Quoted passage:
━━━━━━━━━━━━━━━━━━━━

Just 40 days earlier, Bikila had undergone an appendectomy. For that reason, he was not expected to repeat his Roman heroics.

Wearing shoes this time, Bikila held back while Clarke – bronze medallist in the 10,000m a week before – blasted through the opening 5km in 15:06.

He pulled ahead from just before the halfway mark and finished a staggering 4 minutes 7 seconds clear of the field in 2:12:11.2 - shattering the 2:13:55 world record held by Basil Heatley, the British runner who proceeded to dramatically outsprint Japan’s Kokichi Tsuburaya for the silver medal.

Waving away the offer of a blanket after crossing the line, the unruffled Bikila calmly walked on to the infield to entertain the rapturous 75,000 crowd with a prolonged display of calisthenics.

Mel Watman characteristically nailed it in his race report for Athletics Weekly.

“Watching Bikila Abebe [sic] during the race was an almost mystical experience,” the great British athletics writer observed.

“How can a man reel off 26 miles in 5:02 apiece and seemingly remain as fresh and composed as when he started out?

“The rest of the world’s distance runners would dearly like to know.”

Despite his groundbreaking victory in Rome four years previously, in what was then a world record time of 2:15:16.2, Bikila was still such a mystical figure to the wider athletics world that his name continued to be written the wrong way round, not just in reports but in official results.

“I do not fear anyone”

In 1965, John Usherwood travelled to Addis Ababa in search of the marathon man behind the mystique for Sports Illustrated. He confessed to being taken aback when the double Olympic champion returned from a two-hour morning run in a state of perspiration.

“Watching his post-marathon repertoire of exercises in Tokyo, I imagined that he probably did not sweat, did not breathe hard, did not have a pulse,” Usherwood wrote.

The US sportswriter also discovered that Bikila had not been naturally blessed with his silkily-smooth running style.

It had been refined by the Finnish-born Swedish coach behind Bikila’s success.

Abebe Bikila on his way to marathon victory in Tokyo

Abebe Bikila on his way to marathon victory in Tokyo (© Getty Images)

Onni Niskanen was a major in the Swedish army, seconded to the Ethiopian military services as an advisor then as director of physical education.

A distance runner himself, selected to represent Sweden in the ultimately cancelled Alternative People’s Olympics in Barcelona in 1936, Niskanen nurtured Bikila on a diet of interval sessions and twice-weekly two hour runs in the hills and mountains outside Addis.

“Before 1959, I hardly knew who this Abebe was,” Niskanen told Usherwood. “He ran only third in the marathon trials for the Rome Olympics and already then he was 27 years old.

“At the beginning we had much trouble. He did not hold his head properly, his arms flew all over, his balance was bad. I had to keep yelling at him to convince him.

“But the dedication, the willpower of this man…there is none like him I have ever seen. He always expects to win.

“He does not even know who he is racing against. Clarke, Heatley, Edelen? They are just names to him.”

Bikila concurred. “I do not fear anyone,” he said. “I do not have to know the names and the faces of those I will exceed.”

“Laid down in my destiny”

One notable exception was Mamo Wolde. Bikila recognised and respected but did not fear his fellow guard and training partner, who finished fourth in the Olympic 10,000m in Tokyo.

As fate dictated, Wolde succeeded Bikila as Olympic marathon champion in Mexico City in 1968. Bikila dropped out after 17 miles, suffering from a fractured fibula.

The year after that he sustained spinal injuries in a car accident that left him paralysed from the waist down.

While receiving medical treatment in England in 1970, he competed in archery and table tennis at the Stoke Mandeville Games, the early predecessor of the Paralympics.

Bikila accepted his fate stoically, observing in 1971: “It was laid down in my destiny that at a certain moment I would be a famous athlete and that at a certain moment I would be as you find me now. It is God’s will.”

The great Ethiopian emperor of the marathon died of a brain haemorrhage in Addis Ababa in 1973. He was just 41.

━━━━━━━━━━━━━━━━━━━━

Listed records:
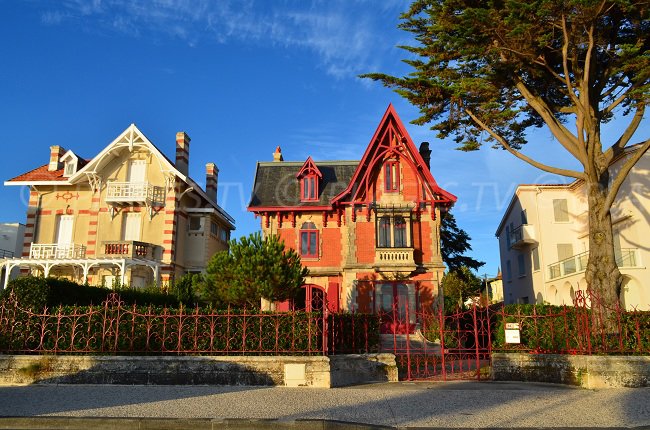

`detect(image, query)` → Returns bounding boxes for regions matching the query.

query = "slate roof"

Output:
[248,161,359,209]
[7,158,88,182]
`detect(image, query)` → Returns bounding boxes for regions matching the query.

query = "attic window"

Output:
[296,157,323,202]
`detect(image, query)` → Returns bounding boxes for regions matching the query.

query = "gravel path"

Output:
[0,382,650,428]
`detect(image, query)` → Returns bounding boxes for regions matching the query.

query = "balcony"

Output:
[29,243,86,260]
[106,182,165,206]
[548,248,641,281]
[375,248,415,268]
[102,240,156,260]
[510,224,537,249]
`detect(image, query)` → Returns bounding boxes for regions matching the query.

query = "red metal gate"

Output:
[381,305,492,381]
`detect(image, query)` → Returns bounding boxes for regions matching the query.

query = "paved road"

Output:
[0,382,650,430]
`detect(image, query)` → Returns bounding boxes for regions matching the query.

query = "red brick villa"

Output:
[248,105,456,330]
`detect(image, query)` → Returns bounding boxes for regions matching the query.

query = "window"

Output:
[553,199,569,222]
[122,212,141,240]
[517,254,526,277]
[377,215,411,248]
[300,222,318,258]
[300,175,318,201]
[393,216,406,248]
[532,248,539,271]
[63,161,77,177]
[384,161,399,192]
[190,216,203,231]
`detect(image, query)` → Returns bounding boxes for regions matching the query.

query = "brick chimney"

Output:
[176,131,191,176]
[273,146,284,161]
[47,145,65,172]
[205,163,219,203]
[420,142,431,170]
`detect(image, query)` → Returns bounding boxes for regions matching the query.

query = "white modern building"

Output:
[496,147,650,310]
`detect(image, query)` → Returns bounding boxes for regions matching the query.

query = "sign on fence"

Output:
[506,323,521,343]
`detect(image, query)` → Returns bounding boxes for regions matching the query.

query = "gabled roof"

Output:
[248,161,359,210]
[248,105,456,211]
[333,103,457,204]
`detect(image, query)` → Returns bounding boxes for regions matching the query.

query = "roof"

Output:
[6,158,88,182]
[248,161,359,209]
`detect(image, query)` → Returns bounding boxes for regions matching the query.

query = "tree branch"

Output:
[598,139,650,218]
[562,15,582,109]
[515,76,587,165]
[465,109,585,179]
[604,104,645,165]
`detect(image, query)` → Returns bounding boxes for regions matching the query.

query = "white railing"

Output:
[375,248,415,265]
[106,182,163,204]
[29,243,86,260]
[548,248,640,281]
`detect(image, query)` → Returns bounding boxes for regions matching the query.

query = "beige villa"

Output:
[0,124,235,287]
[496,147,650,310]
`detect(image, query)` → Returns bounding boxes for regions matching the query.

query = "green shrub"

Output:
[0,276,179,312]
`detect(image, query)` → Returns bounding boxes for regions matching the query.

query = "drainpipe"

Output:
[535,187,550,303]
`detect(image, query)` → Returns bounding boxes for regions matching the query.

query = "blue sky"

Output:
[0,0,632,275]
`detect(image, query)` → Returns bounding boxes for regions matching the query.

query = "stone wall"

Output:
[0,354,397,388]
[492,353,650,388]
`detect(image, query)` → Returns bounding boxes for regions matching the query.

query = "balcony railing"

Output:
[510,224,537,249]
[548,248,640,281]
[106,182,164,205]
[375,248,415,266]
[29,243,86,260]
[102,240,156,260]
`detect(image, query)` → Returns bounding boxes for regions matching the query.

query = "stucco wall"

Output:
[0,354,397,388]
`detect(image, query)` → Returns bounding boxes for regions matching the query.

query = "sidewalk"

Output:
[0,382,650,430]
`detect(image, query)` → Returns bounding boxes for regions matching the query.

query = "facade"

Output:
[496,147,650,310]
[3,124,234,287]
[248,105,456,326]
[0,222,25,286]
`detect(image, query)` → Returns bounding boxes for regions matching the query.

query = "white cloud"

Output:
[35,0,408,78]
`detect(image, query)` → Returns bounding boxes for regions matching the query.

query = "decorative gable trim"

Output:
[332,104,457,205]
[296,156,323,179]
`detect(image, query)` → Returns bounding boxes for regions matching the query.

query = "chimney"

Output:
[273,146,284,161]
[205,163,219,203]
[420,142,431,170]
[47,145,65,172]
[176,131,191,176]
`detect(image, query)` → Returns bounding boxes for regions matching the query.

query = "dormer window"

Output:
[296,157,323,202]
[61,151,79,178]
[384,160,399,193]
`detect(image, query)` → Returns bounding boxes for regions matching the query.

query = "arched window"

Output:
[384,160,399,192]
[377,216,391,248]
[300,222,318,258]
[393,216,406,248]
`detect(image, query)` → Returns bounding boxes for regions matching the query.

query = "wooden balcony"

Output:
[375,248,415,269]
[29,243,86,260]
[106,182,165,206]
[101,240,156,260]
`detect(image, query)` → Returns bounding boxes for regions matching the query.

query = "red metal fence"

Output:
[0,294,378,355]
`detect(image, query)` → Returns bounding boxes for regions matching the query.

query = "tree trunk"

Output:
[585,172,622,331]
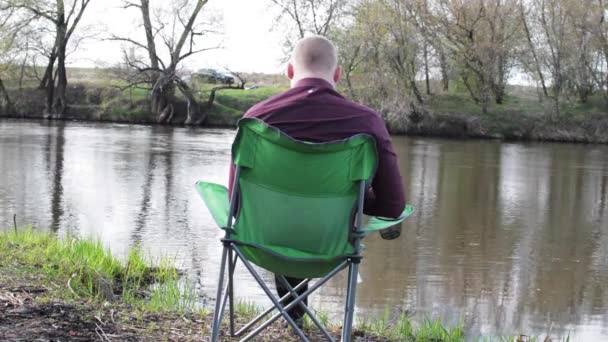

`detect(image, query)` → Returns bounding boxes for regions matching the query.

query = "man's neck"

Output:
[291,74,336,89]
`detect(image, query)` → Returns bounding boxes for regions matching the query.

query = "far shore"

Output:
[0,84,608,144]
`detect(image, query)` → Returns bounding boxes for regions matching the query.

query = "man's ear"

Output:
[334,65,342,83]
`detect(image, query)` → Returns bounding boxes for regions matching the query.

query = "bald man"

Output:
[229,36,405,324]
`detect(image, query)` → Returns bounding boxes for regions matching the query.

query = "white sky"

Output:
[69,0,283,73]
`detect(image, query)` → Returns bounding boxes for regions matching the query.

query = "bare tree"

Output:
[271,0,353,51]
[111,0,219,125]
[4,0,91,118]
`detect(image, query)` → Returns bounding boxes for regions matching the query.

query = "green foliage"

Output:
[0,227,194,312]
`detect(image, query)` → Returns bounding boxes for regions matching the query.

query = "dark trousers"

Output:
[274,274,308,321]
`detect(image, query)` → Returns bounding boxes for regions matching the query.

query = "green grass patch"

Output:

━━━━━━━━━━━━━━━━━━━━

Work required:
In the piece on Abebe Bikila, what rank did Onni Niskanen hold in the Swedish army?

Task solution:
Major